Série de tâches —
**1)** D'après le texte sur Balzac, quelle profession son père souhaitait-il qu'il embrasse ?
**2)** Recopiez fidèlement le passage du texte sur Balzac qui commence par les mots contenant « Jeté sans moyens » et se termine par « dans sa voie. ».
**3)** Poursuivez le texte sur Balzac à partir de l'endroit où il s'arrête.

Texte retenu —
== == ==
Honoré de Balzac, né à Tours le 20 mai 1799, se fit remarquer, dès l'âge le plus tendre, par sa nature rêveuse.
« A cinq ans, dit Vapereau, il lut les
Écritures et se perdit avec attrait dans leurs mystérieuses profondeurs. Tous les livres qui lui tombaient sous la main, il les dévorait en un clin d'œil. Souvent, dès l'aube du jour, il partait chargé de volumes, avec un morceau de pain dans sa poche et s'en allait au fond des bois où il lisait jusqu'à la nuit tombante. Il entra fort jeune au collège de Vendôme et continua à s'y livrer à sa passion pour la lecture ; il avait pour système de mériter le cachot et de s'y faire envoyer par ses professeurs, afin d'y lire plus à l'aise et sans dérangement. Doué d'une mémoire prodigieuse, il retenait tout, les lieux, les noms, les moindres choses, les figures. Bientôt Il en résulta pour cette jeune tête un phénomène inquiétant ; au milieu du chaos produit par une myriade d'idées, la raison parut tout à coup s'éclipser ; on dut suspendre pendant quelque temps ses études. »
 
Son père ayant obtenu un emploi lucratif à Paris, le jeune Honoré quitta la Touraine et entra dans un des pensionnats les plus en renom de la capitale, où il acheva ses études. A dix-huit ans, il avait déjà pris ses diplômes de bachelier et de licencié ès lettres et suivait simultanément les cours de l'école de droit, de la Sorbonne et du Collège de France. C'est dire qu'il n'avait pas encore de vocation déterminée. Son père aurait voulu en faire un notaire, mais il déclara net qu’il n’avait aucun goût pour la procédure et se prononça d'une manière catégorique pour les lettres : cette décision contraria vivement son père qui l’abandonna à ses propres ressources.
 
Jeté sans moyens d'existence sur le pavé de Paris, le jeune homme ne se laissa pas aller au découragement. Il s’installa dans une pauvre mansarde et se mit à écrire avec ardeur au milieu de privations de toutes sortes, Il s'essaya d'abord, mais sans succès, dans le genre dramatique. De 1820 à 1828, il publia quelques romans de médiocre valeur qui ne lui procurèrent pas même du pain. Une volonté moins robuste se fût découragée mille fois ; mais Balzac avait une confiance inébranlable dans son génie et il persévéra obstinément dans sa voie.
== == ==
Données fournies —
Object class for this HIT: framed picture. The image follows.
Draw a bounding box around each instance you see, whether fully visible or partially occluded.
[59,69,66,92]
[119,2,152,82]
== == ==
Réponses par tâche —
**1)** Son père voulait en faire un notaire.

**2)**
Jeté sans moyens d'existence sur le pavé de Paris, le jeune homme ne se laissa pas aller au découragement. Il s’installa dans une pauvre mansarde et se mit à écrire avec ardeur au milieu de privations de toutes sortes, Il s'essaya d'abord, mais sans succès, dans le genre dramatique. De 1820 à 1828, il publia quelques romans de médiocre valeur qui ne lui procurèrent pas même du pain. Une volonté moins robuste se fût découragée mille fois ; mais Balzac avait une confiance inébranlable dans son génie et il persévéra obstinément dans sa voie.

**3)**
Par un suprême effort d'énergie, il résolut d'arriver à la fortune pour pouvoir attendre le succès. Il se lança dans des spéculations industrielles et se fit d'abord imprimeur. Il eut l'idée d'éditer en un seul volume les œuvres de Molière, puis celle de La Fontaine ; il comptait sur une vente rapide; malheureusement les libraires déprécièrent l'édition, qui tomba au rabais, et Balzac vit s'engloutir la somme qu'il avait empruntée à un ami pour commencer cette entreprise.
 
Déçu mais non découragé, l'écrivain reprit sa plume. Cette fois, il trouva son genre, et sa manière nouvelle le conduisit rapidement au succès.
Le dernier Chouan(1829), roman breton, fut remarqué, quoiqu'on y sentît encore l'imitation de Walter-Scott et de Cooper. Il devint surtout célèbre à partir de 1831 par la publication du roman intitulé la Peau de chagrin, œuvre qui classa l'auteur parmi les romanciers contemporains les plus en vogue.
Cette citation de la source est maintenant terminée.